=== SET TASK 1 ===
In the passage on zeroing a drive below, condense the paragraph beginning "Assuming a fairly recent computer" into a shorter version that keeps its main facts.

Additionally, although zeroing a drive is a simple task for the CPU and RAM, there may still be an effect from:

  • CPU performance
  • Available RAM
  • Speed of RAM
  • Other tasks being done at the same time
  • Power management settings

Assuming a fairly recent computer with middle-grade drives, on a minimal linux boot disk running JUST the zeroing operation (no gui, internet, etc) loaded entirely to RAM, it could be anywhere from 2-12 hours. If I had to throw a single number out, I'd say closer to 3 and a half hours, but again, there's not enough information to get a good estimate other than actually doing it.

If you have more than 1GB free space, you could try mounting the drive and running dd if=/dev/zero bs=512 count=2048 of=/tmp/tempzero or some other file. If you know more about the optimal block size for fastest writing to your drive, you can use that for the bs value (in kilobytes) and set the count to whatever gets you the filesize you want. Then you can use that to get a better estimate without losing data. It will just create a large file that contains zeros.

=== SET TASK 2 ===
Render every line of the entries below as a numbered list, leaving out blank lines and any pictures.

=== SUPPLIED DATA ===
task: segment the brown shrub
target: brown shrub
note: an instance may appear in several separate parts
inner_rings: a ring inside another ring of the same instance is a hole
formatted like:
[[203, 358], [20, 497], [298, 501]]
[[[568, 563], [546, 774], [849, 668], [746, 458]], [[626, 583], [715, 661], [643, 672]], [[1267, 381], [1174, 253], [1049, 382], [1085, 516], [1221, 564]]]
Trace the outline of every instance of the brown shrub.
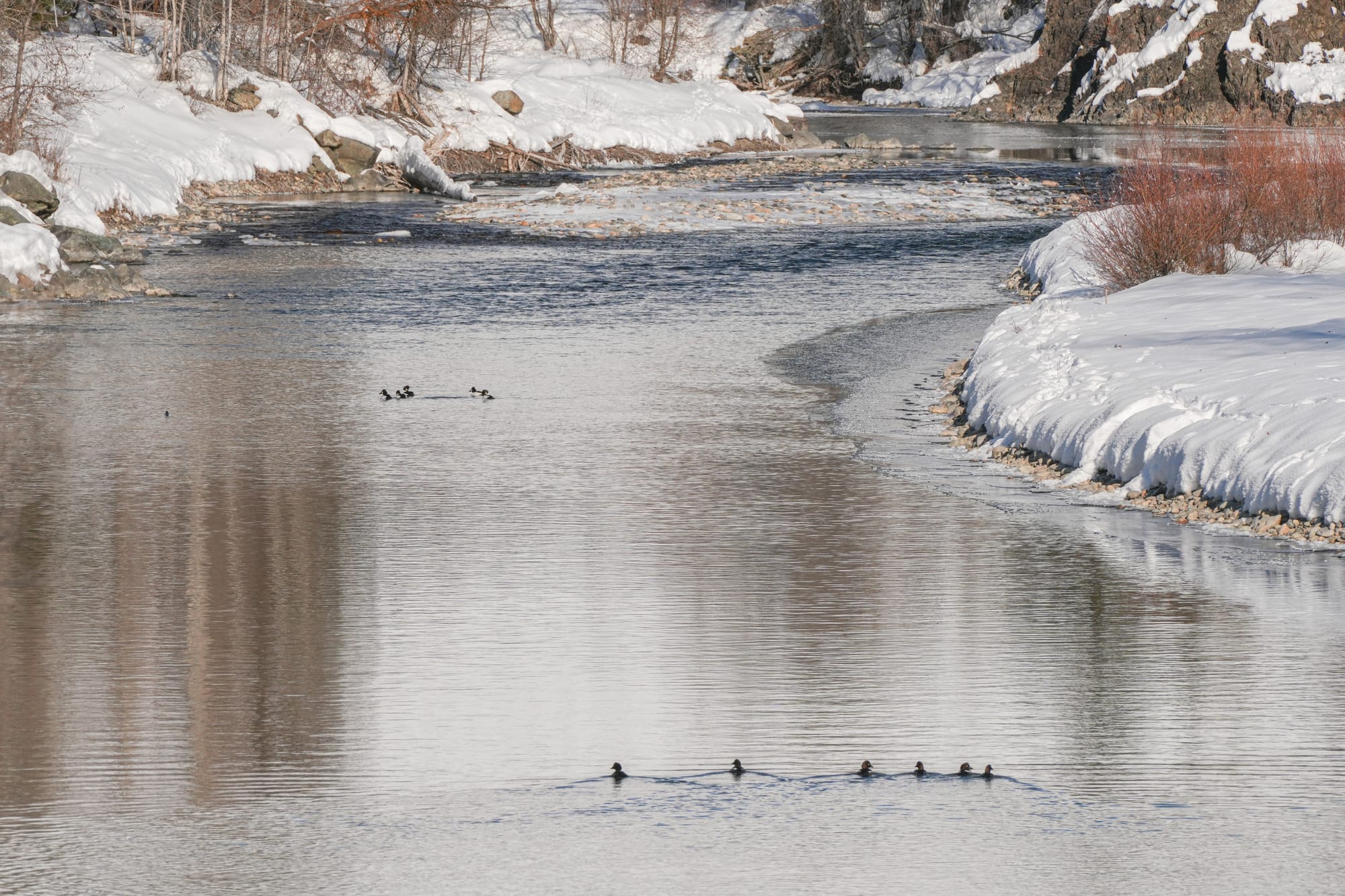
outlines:
[[1235, 130], [1212, 148], [1151, 136], [1084, 223], [1084, 254], [1115, 289], [1184, 270], [1227, 273], [1232, 250], [1266, 264], [1302, 239], [1345, 242], [1345, 135]]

=== PROBLEM SOLUTION 1 ===
On a fairly recent computer with middle-grade drives, running only the zeroing operation from a minimal Linux boot disk loaded entirely into RAM (no GUI, internet, etc.), the process could take 2 to 12 hours. The single best guess is about three and a half hours, but only actually doing it gives a good estimate, since there is not enough information.

=== PROBLEM SOLUTION 2 ===
1. task: segment the brown shrub
2. target: brown shrub
3. note: an instance may appear in several separate parts
4. inner_rings: a ring inside another ring of the same instance is a hole
5. formatted like:
6. [[203, 358], [20, 497], [298, 501]]
7. [[[568, 563], [546, 774], [849, 668], [746, 458]], [[626, 583], [715, 661], [643, 672]], [[1267, 381], [1174, 253], [1049, 382], [1085, 516], [1221, 564]]]
8. Trace the outline of every instance of the brown shrub.
9. outlines:
10. [[1235, 130], [1212, 148], [1151, 136], [1084, 223], [1084, 254], [1115, 289], [1184, 270], [1227, 273], [1232, 250], [1266, 264], [1302, 239], [1345, 242], [1345, 135]]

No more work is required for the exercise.